# What is expected
Pick up the discussion of IL-10 and other cytokines in pneumonia where it stops and write the next part.

# Excerpted passage
========================================

There are a number of other specific anti-inflammatory effects of IL-10 that may be relevant in CAP. IL-10 inhibits neutrophil production of pro-inflammatory cytokines23 including IL-8, a major neutrophil chemotactic factor. Neutrophil accumulation in the lung in pneumonia is amplified by local production of IL-8, which has been shown to be compartmentalised to the affected lung leading to a local elastase/anti-elastase imbalance.24 Since parenchymal damage may be mediated in part by this neutrophil derived elastase burden, the factors regulating local IL-8 production in the lung are of obvious importance. In animal models of acute lung injury IL-10 shortens the period of pulmonary neutrophilia induced by LPS challenge and a role has been shown for IL-10 in enhancing resolution of pulmonary inflammation by promoting apoptosis of neutrophils.25 The importance of IL-10 in pulmonary inflammation is also supported by the findings of Donnellyet al who showed that a local intrapulmonary deficiency of IL-10 in ARDS appears to confer a poor prognosis.15

While it is well established that pro-inflammatory cytokines may be good predictors of both morbidity and mortality in sepsis, systemic IL-6 concentrations have not been found useful in predicting the outcome in CAP. We have confirmed the findings of previous authors9 demonstrating a positive correlation between IL-6 levels and APACHE II scores, but this is the first study to show a similar association between IL-10 concentrations and APACHE II scores. It was not possible to differentiate between our two subgroups with respect to morbidity as APACHE II scores were not significantly different, although four patients with SIRS had respiratory complications such as empyema and parapneumonic effusion which did not occur in the non-SIRS group. This probably reflects a multitude of factors such as type of bacterial infection and choice of antibiotics rather than severity of infection per se. The absolute number of fatalities secondary to pneumonia in this study was relatively low, but these patients had significantly higher concentrations of both cytokines. This, in conjunction with the above data relating the cytokine response to patient morbidity, supports a possible immunomodulatory role for pro-inflammatory and anti-inflammatory cytokines in the pathogenesis of CAP. It certainly emphasises the need for further evaluation of the anti-inflammatory cytokine response in severe and fatal pneumonia.

========================================

Stored data entries
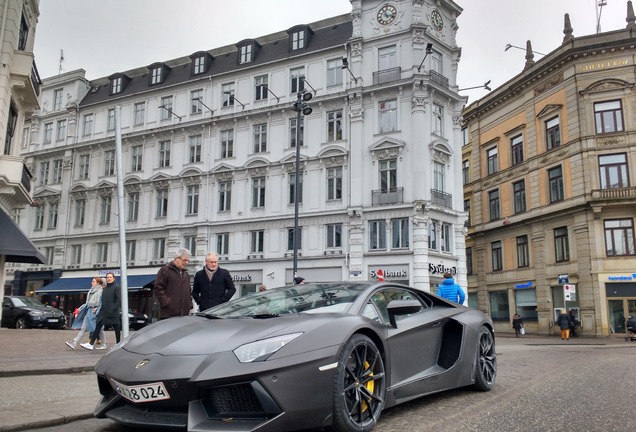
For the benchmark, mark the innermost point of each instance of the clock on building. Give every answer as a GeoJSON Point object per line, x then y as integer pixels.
{"type": "Point", "coordinates": [387, 14]}
{"type": "Point", "coordinates": [437, 20]}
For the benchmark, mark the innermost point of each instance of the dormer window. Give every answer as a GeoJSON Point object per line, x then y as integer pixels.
{"type": "Point", "coordinates": [247, 50]}
{"type": "Point", "coordinates": [299, 37]}
{"type": "Point", "coordinates": [118, 83]}
{"type": "Point", "coordinates": [158, 73]}
{"type": "Point", "coordinates": [201, 62]}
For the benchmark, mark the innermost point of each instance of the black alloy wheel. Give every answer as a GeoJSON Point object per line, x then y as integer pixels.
{"type": "Point", "coordinates": [486, 364]}
{"type": "Point", "coordinates": [360, 388]}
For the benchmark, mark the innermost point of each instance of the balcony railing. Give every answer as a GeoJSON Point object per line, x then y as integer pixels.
{"type": "Point", "coordinates": [441, 198]}
{"type": "Point", "coordinates": [440, 79]}
{"type": "Point", "coordinates": [387, 196]}
{"type": "Point", "coordinates": [387, 75]}
{"type": "Point", "coordinates": [614, 193]}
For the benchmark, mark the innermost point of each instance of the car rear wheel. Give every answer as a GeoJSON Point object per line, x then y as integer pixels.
{"type": "Point", "coordinates": [21, 323]}
{"type": "Point", "coordinates": [486, 363]}
{"type": "Point", "coordinates": [360, 388]}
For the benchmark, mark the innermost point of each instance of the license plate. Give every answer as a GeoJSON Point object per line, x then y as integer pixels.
{"type": "Point", "coordinates": [142, 393]}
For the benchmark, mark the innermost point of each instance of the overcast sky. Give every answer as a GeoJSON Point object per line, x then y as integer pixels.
{"type": "Point", "coordinates": [108, 36]}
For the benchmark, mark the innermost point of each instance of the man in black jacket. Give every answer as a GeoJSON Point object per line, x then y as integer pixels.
{"type": "Point", "coordinates": [212, 285]}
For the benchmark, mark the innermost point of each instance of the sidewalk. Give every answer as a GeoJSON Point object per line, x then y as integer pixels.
{"type": "Point", "coordinates": [45, 383]}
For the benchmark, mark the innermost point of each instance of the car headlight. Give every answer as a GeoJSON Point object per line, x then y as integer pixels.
{"type": "Point", "coordinates": [261, 350]}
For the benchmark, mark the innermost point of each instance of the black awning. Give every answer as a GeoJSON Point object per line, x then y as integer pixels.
{"type": "Point", "coordinates": [15, 245]}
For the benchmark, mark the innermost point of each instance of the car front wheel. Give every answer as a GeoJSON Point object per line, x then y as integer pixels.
{"type": "Point", "coordinates": [359, 389]}
{"type": "Point", "coordinates": [486, 363]}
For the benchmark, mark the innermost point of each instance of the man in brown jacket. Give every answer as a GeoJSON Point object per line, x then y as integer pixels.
{"type": "Point", "coordinates": [172, 286]}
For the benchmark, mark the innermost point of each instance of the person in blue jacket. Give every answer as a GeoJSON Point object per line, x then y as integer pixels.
{"type": "Point", "coordinates": [450, 290]}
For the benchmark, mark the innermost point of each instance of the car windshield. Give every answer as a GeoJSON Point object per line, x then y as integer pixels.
{"type": "Point", "coordinates": [304, 298]}
{"type": "Point", "coordinates": [26, 301]}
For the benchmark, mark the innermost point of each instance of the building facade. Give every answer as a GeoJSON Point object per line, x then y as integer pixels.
{"type": "Point", "coordinates": [548, 165]}
{"type": "Point", "coordinates": [19, 91]}
{"type": "Point", "coordinates": [209, 155]}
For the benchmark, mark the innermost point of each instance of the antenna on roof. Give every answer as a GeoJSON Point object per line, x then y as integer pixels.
{"type": "Point", "coordinates": [61, 60]}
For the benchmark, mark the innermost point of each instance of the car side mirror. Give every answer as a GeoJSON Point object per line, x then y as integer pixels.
{"type": "Point", "coordinates": [402, 307]}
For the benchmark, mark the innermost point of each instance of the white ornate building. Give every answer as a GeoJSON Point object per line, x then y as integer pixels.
{"type": "Point", "coordinates": [209, 150]}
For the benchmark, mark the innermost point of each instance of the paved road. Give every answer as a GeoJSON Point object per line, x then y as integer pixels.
{"type": "Point", "coordinates": [543, 384]}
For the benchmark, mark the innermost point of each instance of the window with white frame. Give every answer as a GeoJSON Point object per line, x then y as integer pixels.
{"type": "Point", "coordinates": [192, 200]}
{"type": "Point", "coordinates": [109, 162]}
{"type": "Point", "coordinates": [110, 120]}
{"type": "Point", "coordinates": [377, 234]}
{"type": "Point", "coordinates": [387, 116]}
{"type": "Point", "coordinates": [293, 132]}
{"type": "Point", "coordinates": [227, 94]}
{"type": "Point", "coordinates": [164, 154]}
{"type": "Point", "coordinates": [334, 125]}
{"type": "Point", "coordinates": [133, 206]}
{"type": "Point", "coordinates": [257, 240]}
{"type": "Point", "coordinates": [80, 212]}
{"type": "Point", "coordinates": [53, 213]}
{"type": "Point", "coordinates": [223, 244]}
{"type": "Point", "coordinates": [334, 183]}
{"type": "Point", "coordinates": [57, 171]}
{"type": "Point", "coordinates": [225, 196]}
{"type": "Point", "coordinates": [136, 158]}
{"type": "Point", "coordinates": [334, 236]}
{"type": "Point", "coordinates": [194, 145]}
{"type": "Point", "coordinates": [140, 113]}
{"type": "Point", "coordinates": [292, 189]}
{"type": "Point", "coordinates": [195, 101]}
{"type": "Point", "coordinates": [260, 138]}
{"type": "Point", "coordinates": [297, 76]}
{"type": "Point", "coordinates": [258, 192]}
{"type": "Point", "coordinates": [334, 72]}
{"type": "Point", "coordinates": [400, 233]}
{"type": "Point", "coordinates": [162, 204]}
{"type": "Point", "coordinates": [102, 253]}
{"type": "Point", "coordinates": [227, 143]}
{"type": "Point", "coordinates": [105, 209]}
{"type": "Point", "coordinates": [166, 108]}
{"type": "Point", "coordinates": [61, 130]}
{"type": "Point", "coordinates": [88, 124]}
{"type": "Point", "coordinates": [260, 87]}
{"type": "Point", "coordinates": [84, 168]}
{"type": "Point", "coordinates": [158, 248]}
{"type": "Point", "coordinates": [388, 175]}
{"type": "Point", "coordinates": [438, 120]}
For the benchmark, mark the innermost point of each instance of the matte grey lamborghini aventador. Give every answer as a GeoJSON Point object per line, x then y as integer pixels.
{"type": "Point", "coordinates": [325, 355]}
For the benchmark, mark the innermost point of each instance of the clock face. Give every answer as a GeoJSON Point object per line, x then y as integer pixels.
{"type": "Point", "coordinates": [387, 14]}
{"type": "Point", "coordinates": [437, 21]}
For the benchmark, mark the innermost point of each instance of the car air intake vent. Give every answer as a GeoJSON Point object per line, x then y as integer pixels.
{"type": "Point", "coordinates": [235, 401]}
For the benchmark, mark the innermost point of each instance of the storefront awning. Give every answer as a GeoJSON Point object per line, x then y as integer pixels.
{"type": "Point", "coordinates": [82, 284]}
{"type": "Point", "coordinates": [15, 245]}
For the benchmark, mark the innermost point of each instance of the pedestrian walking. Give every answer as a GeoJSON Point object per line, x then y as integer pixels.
{"type": "Point", "coordinates": [212, 284]}
{"type": "Point", "coordinates": [109, 314]}
{"type": "Point", "coordinates": [172, 287]}
{"type": "Point", "coordinates": [517, 324]}
{"type": "Point", "coordinates": [86, 319]}
{"type": "Point", "coordinates": [449, 290]}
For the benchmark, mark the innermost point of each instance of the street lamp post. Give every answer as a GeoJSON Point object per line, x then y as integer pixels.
{"type": "Point", "coordinates": [301, 107]}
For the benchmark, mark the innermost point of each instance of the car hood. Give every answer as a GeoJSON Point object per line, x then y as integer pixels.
{"type": "Point", "coordinates": [203, 336]}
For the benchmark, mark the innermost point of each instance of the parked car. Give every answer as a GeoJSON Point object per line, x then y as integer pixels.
{"type": "Point", "coordinates": [296, 357]}
{"type": "Point", "coordinates": [27, 312]}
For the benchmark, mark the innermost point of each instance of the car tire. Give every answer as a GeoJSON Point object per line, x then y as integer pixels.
{"type": "Point", "coordinates": [359, 388]}
{"type": "Point", "coordinates": [21, 323]}
{"type": "Point", "coordinates": [486, 361]}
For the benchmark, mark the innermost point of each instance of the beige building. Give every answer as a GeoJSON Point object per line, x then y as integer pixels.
{"type": "Point", "coordinates": [19, 90]}
{"type": "Point", "coordinates": [549, 165]}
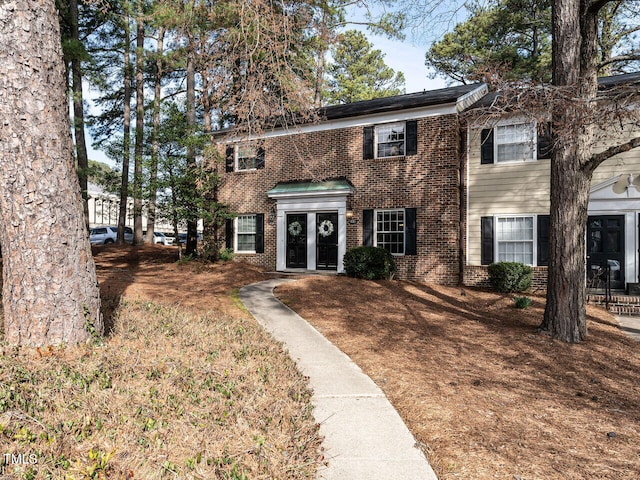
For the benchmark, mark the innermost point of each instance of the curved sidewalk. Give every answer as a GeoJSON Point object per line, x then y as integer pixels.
{"type": "Point", "coordinates": [364, 437]}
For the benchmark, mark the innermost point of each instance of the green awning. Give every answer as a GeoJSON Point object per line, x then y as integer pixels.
{"type": "Point", "coordinates": [301, 188]}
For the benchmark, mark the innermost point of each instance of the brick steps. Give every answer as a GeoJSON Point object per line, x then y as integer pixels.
{"type": "Point", "coordinates": [618, 304]}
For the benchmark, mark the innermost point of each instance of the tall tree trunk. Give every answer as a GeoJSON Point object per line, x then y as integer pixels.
{"type": "Point", "coordinates": [210, 240]}
{"type": "Point", "coordinates": [139, 146]}
{"type": "Point", "coordinates": [126, 144]}
{"type": "Point", "coordinates": [78, 113]}
{"type": "Point", "coordinates": [575, 71]}
{"type": "Point", "coordinates": [50, 291]}
{"type": "Point", "coordinates": [192, 225]}
{"type": "Point", "coordinates": [155, 145]}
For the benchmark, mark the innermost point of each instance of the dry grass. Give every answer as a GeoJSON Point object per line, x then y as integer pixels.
{"type": "Point", "coordinates": [486, 395]}
{"type": "Point", "coordinates": [175, 391]}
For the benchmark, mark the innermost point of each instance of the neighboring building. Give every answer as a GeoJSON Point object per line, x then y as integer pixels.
{"type": "Point", "coordinates": [445, 196]}
{"type": "Point", "coordinates": [104, 209]}
{"type": "Point", "coordinates": [508, 193]}
{"type": "Point", "coordinates": [383, 172]}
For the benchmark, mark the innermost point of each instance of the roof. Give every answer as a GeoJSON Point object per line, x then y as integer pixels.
{"type": "Point", "coordinates": [399, 102]}
{"type": "Point", "coordinates": [336, 186]}
{"type": "Point", "coordinates": [603, 84]}
{"type": "Point", "coordinates": [462, 95]}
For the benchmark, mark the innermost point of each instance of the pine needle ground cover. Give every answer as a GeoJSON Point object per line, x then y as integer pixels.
{"type": "Point", "coordinates": [485, 395]}
{"type": "Point", "coordinates": [173, 391]}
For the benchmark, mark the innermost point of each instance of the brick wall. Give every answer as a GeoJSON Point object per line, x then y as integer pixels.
{"type": "Point", "coordinates": [478, 276]}
{"type": "Point", "coordinates": [427, 181]}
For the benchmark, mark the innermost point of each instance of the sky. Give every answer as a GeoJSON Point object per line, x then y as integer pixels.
{"type": "Point", "coordinates": [401, 55]}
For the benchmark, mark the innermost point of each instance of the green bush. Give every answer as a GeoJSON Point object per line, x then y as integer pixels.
{"type": "Point", "coordinates": [372, 263]}
{"type": "Point", "coordinates": [522, 302]}
{"type": "Point", "coordinates": [510, 277]}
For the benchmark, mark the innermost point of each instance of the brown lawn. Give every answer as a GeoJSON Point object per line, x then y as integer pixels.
{"type": "Point", "coordinates": [485, 395]}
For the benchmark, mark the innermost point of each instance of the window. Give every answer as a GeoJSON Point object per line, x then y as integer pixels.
{"type": "Point", "coordinates": [515, 239]}
{"type": "Point", "coordinates": [390, 231]}
{"type": "Point", "coordinates": [246, 233]}
{"type": "Point", "coordinates": [390, 140]}
{"type": "Point", "coordinates": [246, 157]}
{"type": "Point", "coordinates": [515, 142]}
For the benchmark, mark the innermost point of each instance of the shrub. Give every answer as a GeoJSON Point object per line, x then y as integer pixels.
{"type": "Point", "coordinates": [510, 277]}
{"type": "Point", "coordinates": [522, 302]}
{"type": "Point", "coordinates": [372, 263]}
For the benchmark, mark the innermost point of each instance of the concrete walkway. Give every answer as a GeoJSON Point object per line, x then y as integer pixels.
{"type": "Point", "coordinates": [630, 325]}
{"type": "Point", "coordinates": [364, 437]}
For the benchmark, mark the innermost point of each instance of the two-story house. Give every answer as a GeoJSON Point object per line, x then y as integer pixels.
{"type": "Point", "coordinates": [444, 194]}
{"type": "Point", "coordinates": [383, 172]}
{"type": "Point", "coordinates": [508, 199]}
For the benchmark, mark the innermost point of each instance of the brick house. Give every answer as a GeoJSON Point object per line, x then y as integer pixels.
{"type": "Point", "coordinates": [383, 172]}
{"type": "Point", "coordinates": [507, 200]}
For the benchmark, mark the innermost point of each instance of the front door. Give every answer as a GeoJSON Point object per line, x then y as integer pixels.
{"type": "Point", "coordinates": [327, 241]}
{"type": "Point", "coordinates": [297, 240]}
{"type": "Point", "coordinates": [605, 246]}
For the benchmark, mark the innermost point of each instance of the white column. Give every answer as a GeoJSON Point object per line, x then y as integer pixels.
{"type": "Point", "coordinates": [311, 240]}
{"type": "Point", "coordinates": [342, 236]}
{"type": "Point", "coordinates": [281, 238]}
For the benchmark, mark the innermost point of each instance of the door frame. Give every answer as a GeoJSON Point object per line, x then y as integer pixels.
{"type": "Point", "coordinates": [305, 244]}
{"type": "Point", "coordinates": [311, 205]}
{"type": "Point", "coordinates": [623, 240]}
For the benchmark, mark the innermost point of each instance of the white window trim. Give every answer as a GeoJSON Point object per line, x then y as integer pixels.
{"type": "Point", "coordinates": [534, 140]}
{"type": "Point", "coordinates": [235, 235]}
{"type": "Point", "coordinates": [534, 217]}
{"type": "Point", "coordinates": [236, 158]}
{"type": "Point", "coordinates": [404, 232]}
{"type": "Point", "coordinates": [375, 138]}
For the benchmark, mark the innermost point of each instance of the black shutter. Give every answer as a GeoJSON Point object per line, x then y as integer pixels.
{"type": "Point", "coordinates": [367, 228]}
{"type": "Point", "coordinates": [543, 239]}
{"type": "Point", "coordinates": [230, 160]}
{"type": "Point", "coordinates": [410, 235]}
{"type": "Point", "coordinates": [411, 133]}
{"type": "Point", "coordinates": [229, 233]}
{"type": "Point", "coordinates": [544, 142]}
{"type": "Point", "coordinates": [259, 232]}
{"type": "Point", "coordinates": [486, 255]}
{"type": "Point", "coordinates": [260, 157]}
{"type": "Point", "coordinates": [367, 143]}
{"type": "Point", "coordinates": [486, 148]}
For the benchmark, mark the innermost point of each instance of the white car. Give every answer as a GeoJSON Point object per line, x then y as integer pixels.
{"type": "Point", "coordinates": [108, 234]}
{"type": "Point", "coordinates": [161, 238]}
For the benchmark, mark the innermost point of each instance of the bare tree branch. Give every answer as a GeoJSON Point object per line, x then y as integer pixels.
{"type": "Point", "coordinates": [598, 158]}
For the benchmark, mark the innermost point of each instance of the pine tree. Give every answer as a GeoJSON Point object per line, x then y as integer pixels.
{"type": "Point", "coordinates": [358, 72]}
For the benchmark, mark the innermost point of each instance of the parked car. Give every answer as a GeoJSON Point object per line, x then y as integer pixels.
{"type": "Point", "coordinates": [169, 238]}
{"type": "Point", "coordinates": [108, 234]}
{"type": "Point", "coordinates": [159, 238]}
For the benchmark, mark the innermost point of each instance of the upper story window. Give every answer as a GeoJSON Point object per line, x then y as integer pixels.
{"type": "Point", "coordinates": [515, 239]}
{"type": "Point", "coordinates": [514, 142]}
{"type": "Point", "coordinates": [390, 140]}
{"type": "Point", "coordinates": [244, 157]}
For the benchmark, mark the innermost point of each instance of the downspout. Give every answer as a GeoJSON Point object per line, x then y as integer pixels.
{"type": "Point", "coordinates": [462, 203]}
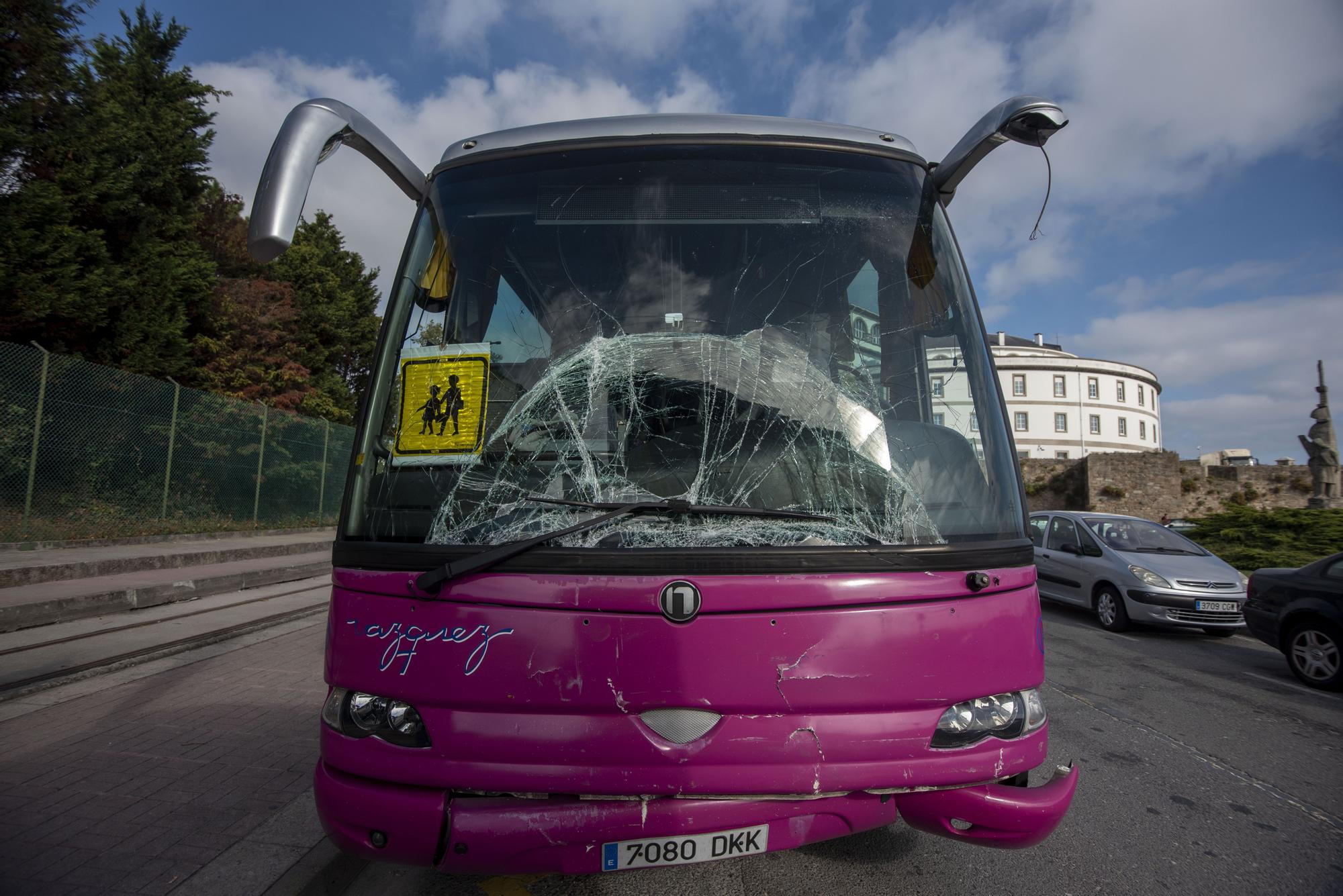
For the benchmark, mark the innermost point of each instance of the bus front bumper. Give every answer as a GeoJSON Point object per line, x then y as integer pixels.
{"type": "Point", "coordinates": [508, 835]}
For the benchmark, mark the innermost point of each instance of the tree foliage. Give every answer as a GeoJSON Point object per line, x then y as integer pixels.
{"type": "Point", "coordinates": [1252, 540]}
{"type": "Point", "coordinates": [119, 247]}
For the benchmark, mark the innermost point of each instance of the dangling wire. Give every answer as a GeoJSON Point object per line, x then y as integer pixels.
{"type": "Point", "coordinates": [1050, 183]}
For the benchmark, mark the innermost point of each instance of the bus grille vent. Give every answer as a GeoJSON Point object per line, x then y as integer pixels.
{"type": "Point", "coordinates": [680, 726]}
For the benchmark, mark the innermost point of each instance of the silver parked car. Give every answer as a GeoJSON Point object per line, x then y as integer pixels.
{"type": "Point", "coordinates": [1134, 570]}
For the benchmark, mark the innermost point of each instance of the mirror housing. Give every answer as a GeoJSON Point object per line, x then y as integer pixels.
{"type": "Point", "coordinates": [1025, 119]}
{"type": "Point", "coordinates": [312, 132]}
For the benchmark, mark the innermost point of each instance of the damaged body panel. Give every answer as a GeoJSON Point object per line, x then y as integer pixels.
{"type": "Point", "coordinates": [747, 575]}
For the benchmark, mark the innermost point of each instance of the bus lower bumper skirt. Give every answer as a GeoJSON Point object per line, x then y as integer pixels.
{"type": "Point", "coordinates": [506, 835]}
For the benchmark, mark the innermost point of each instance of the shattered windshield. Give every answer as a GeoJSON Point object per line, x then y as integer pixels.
{"type": "Point", "coordinates": [737, 326]}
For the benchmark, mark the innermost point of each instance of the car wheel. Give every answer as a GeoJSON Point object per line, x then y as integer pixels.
{"type": "Point", "coordinates": [1314, 654]}
{"type": "Point", "coordinates": [1111, 611]}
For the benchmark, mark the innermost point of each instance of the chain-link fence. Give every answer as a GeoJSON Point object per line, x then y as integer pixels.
{"type": "Point", "coordinates": [95, 452]}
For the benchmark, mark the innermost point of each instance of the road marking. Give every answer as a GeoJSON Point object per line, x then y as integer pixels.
{"type": "Point", "coordinates": [1216, 762]}
{"type": "Point", "coordinates": [1290, 685]}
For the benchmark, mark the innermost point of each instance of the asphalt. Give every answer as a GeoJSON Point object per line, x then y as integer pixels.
{"type": "Point", "coordinates": [1205, 769]}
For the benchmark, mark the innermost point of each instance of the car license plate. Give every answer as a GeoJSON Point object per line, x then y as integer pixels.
{"type": "Point", "coordinates": [683, 851]}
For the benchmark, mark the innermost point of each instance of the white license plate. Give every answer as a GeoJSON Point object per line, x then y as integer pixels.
{"type": "Point", "coordinates": [1221, 607]}
{"type": "Point", "coordinates": [684, 851]}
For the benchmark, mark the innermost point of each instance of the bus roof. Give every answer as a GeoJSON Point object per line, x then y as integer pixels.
{"type": "Point", "coordinates": [678, 125]}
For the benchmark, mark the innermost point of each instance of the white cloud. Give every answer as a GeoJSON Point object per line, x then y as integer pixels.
{"type": "Point", "coordinates": [1164, 98]}
{"type": "Point", "coordinates": [1242, 373]}
{"type": "Point", "coordinates": [373, 213]}
{"type": "Point", "coordinates": [1191, 283]}
{"type": "Point", "coordinates": [1262, 341]}
{"type": "Point", "coordinates": [1266, 424]}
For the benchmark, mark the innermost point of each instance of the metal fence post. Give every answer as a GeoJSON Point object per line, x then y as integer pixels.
{"type": "Point", "coordinates": [322, 489]}
{"type": "Point", "coordinates": [173, 436]}
{"type": "Point", "coordinates": [37, 436]}
{"type": "Point", "coordinates": [261, 458]}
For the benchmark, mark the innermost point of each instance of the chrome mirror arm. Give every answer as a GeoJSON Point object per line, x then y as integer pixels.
{"type": "Point", "coordinates": [1027, 119]}
{"type": "Point", "coordinates": [312, 132]}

========================================

# Response for this exercise
Patients with SIRS in CAP were not, as we hypothesised, significantly younger than the non-SIRS group. While elderly patients were less likely to develop a fever of more than 38°C (44%), a leucocytosis was found in two thirds of older patients. There was therefore a wide spectrum of presentation among the older patients with many of them mounting an appropriate clinical response to their infection. Overall, patients aged over 70 years had higher levels of IL-6 than those under 60 and similar concentrations of IL-10 (table 2). We could find no evidence of age related immunosenescence in terms of systemic cytokine response in this group of patients with CAP.

In summary, we have demonstrated systemic IL-6 and IL-10 levels in most of our patients with CAP and found that those with a systemic inflammatory response to pulmonary infection (SIRS) have greater production of both pro-inflammatory and anti-inflammatory cytokines. Patients with circulating IL-6 produce greater amounts of IL-10 than those in whom there is no detectable IL-6, which supports our hypothesis that in pneumonia the counter-inflammatory response is greatest when there is activation of the pro-inflammatory cytokine cascade, perhaps as a protective mechanism. Interleukin-10 may have other important immunomodulatory effects relevant to enhancement or resolution of pulmonary neutrophilic inflammation.

This is the first study to find a relationship between IL-10 production and severity of illness in CAP, giving supportive evidence for a possible immunomodulatory role and suggesting its potential use as a prognostic marker in severe pneumonia.

Addressing the issue of host immunosenescence as a feature of and possibly contributing to the severity of pneumonia in elderly patients, we have found these patients to be largely capable of mounting a systemic inflammatory response to infection, and this is reflected in their ability to generate appropriate quantities of both pro-inflammatory and anti-inflammatory cytokines.